Stated problem
Turn every item below into a numbered list of its lines, leaving out any blank lines.

[Object detection data]
------------------------------

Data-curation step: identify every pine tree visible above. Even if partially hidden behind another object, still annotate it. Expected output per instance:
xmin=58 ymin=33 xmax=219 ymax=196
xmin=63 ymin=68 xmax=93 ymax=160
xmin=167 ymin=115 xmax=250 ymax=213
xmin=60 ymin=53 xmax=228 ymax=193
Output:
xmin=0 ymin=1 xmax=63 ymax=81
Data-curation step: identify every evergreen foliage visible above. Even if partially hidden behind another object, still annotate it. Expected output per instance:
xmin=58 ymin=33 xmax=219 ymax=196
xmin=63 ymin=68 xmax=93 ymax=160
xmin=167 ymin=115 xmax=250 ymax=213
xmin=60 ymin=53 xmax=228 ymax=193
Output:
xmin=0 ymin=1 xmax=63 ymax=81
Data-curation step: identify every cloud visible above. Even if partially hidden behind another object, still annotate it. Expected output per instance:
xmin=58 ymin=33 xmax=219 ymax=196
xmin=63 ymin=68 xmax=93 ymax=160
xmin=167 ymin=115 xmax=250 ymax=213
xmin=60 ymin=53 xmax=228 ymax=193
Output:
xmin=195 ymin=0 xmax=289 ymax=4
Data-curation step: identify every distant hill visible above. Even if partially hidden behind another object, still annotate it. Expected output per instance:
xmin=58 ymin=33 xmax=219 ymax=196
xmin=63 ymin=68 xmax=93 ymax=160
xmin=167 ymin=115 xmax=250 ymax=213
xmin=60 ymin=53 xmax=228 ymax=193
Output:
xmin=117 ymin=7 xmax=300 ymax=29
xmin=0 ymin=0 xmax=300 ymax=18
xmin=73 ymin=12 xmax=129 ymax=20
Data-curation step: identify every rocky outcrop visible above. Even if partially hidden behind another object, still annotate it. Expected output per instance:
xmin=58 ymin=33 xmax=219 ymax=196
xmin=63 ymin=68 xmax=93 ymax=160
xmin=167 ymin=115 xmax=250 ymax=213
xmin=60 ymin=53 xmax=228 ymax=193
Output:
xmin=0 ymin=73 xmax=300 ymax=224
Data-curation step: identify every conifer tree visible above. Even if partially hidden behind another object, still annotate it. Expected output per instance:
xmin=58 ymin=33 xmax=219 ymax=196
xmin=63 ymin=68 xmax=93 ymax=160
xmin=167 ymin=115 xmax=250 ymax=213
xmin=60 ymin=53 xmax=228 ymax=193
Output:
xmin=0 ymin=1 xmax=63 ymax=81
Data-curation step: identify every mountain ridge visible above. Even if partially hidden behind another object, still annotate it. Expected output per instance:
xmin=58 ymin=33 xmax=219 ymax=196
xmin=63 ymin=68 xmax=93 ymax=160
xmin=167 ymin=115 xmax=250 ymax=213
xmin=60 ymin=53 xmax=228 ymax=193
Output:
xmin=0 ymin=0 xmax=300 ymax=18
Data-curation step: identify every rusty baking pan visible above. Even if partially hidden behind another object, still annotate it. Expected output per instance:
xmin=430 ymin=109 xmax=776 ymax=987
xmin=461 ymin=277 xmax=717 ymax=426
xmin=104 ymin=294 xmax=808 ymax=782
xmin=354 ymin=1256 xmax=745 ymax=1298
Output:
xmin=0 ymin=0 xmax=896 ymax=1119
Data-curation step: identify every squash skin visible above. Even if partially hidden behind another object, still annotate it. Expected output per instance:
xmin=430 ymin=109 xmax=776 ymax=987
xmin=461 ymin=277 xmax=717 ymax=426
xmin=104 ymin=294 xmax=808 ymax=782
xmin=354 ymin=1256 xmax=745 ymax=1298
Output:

------------------------------

The response
1. Data-curation step: identify every pine tree visible above. Even if partially hidden behind another object, still annotate it. Expected output per instance:
2. xmin=58 ymin=33 xmax=219 ymax=196
3. xmin=63 ymin=68 xmax=93 ymax=160
4. xmin=167 ymin=115 xmax=250 ymax=213
5. xmin=60 ymin=53 xmax=228 ymax=193
6. Output:
7. xmin=0 ymin=1 xmax=63 ymax=81
8. Data-curation step: identify every evergreen foliage visible above. Even if partially hidden behind another object, still annotate it. Expected output per instance:
9. xmin=58 ymin=33 xmax=219 ymax=196
10. xmin=63 ymin=68 xmax=93 ymax=160
11. xmin=167 ymin=115 xmax=250 ymax=213
12. xmin=60 ymin=53 xmax=228 ymax=193
13. Output:
14. xmin=0 ymin=1 xmax=63 ymax=81
15. Data-curation step: identify every cloud visible above. Even if partially hidden behind another object, still annotate it. Expected output per instance:
16. xmin=58 ymin=33 xmax=219 ymax=196
17. xmin=63 ymin=68 xmax=93 ymax=160
18. xmin=167 ymin=115 xmax=250 ymax=213
19. xmin=60 ymin=53 xmax=228 ymax=193
20. Output:
21. xmin=195 ymin=0 xmax=289 ymax=4
22. Data-curation step: identify every distant hill visible above. Even if partially hidden behind another object, still annotate it. Expected output per instance:
23. xmin=58 ymin=33 xmax=219 ymax=196
24. xmin=63 ymin=68 xmax=93 ymax=160
25. xmin=167 ymin=115 xmax=250 ymax=213
26. xmin=60 ymin=53 xmax=228 ymax=193
27. Output:
28. xmin=117 ymin=7 xmax=300 ymax=29
29. xmin=0 ymin=0 xmax=300 ymax=18
30. xmin=73 ymin=12 xmax=129 ymax=20
31. Data-curation step: identify every rocky outcrop visible above. Even if partially hidden behind another object, still annotate it. Expected output per instance:
32. xmin=58 ymin=33 xmax=219 ymax=196
33. xmin=63 ymin=68 xmax=93 ymax=160
34. xmin=167 ymin=115 xmax=250 ymax=213
35. xmin=60 ymin=53 xmax=228 ymax=193
36. Output:
37. xmin=0 ymin=73 xmax=300 ymax=224
38. Data-curation step: identify every conifer tree visible above. Even if partially hidden behind another object, still annotate it. Expected output per instance:
39. xmin=58 ymin=33 xmax=219 ymax=196
40. xmin=63 ymin=68 xmax=93 ymax=160
41. xmin=167 ymin=115 xmax=250 ymax=213
42. xmin=60 ymin=53 xmax=228 ymax=193
43. Output:
44. xmin=0 ymin=1 xmax=63 ymax=81
45. Data-curation step: identify every mountain ridge visible above. Even if partially hidden behind another object, still annotate it. Expected output per instance:
46. xmin=58 ymin=33 xmax=219 ymax=196
47. xmin=63 ymin=68 xmax=93 ymax=160
48. xmin=167 ymin=115 xmax=250 ymax=213
49. xmin=60 ymin=53 xmax=228 ymax=193
50. Output:
51. xmin=0 ymin=0 xmax=300 ymax=18
52. Data-curation step: identify every rusty baking pan visible above. Even if partially hidden behind another object, still annotate it. Expected output per instance:
53. xmin=430 ymin=109 xmax=776 ymax=987
54. xmin=461 ymin=277 xmax=717 ymax=426
55. xmin=104 ymin=294 xmax=808 ymax=782
56. xmin=354 ymin=1256 xmax=745 ymax=1298
57. Output:
58. xmin=0 ymin=0 xmax=896 ymax=1119
59. Data-curation step: identify every squash skin visible above. Even if partially hidden behind another object, still annotate it. Expected output per instance:
60. xmin=430 ymin=109 xmax=776 ymax=987
61. xmin=461 ymin=277 xmax=717 ymax=426
62. xmin=104 ymin=294 xmax=808 ymax=782
63. xmin=354 ymin=1256 xmax=745 ymax=1298
64. Output:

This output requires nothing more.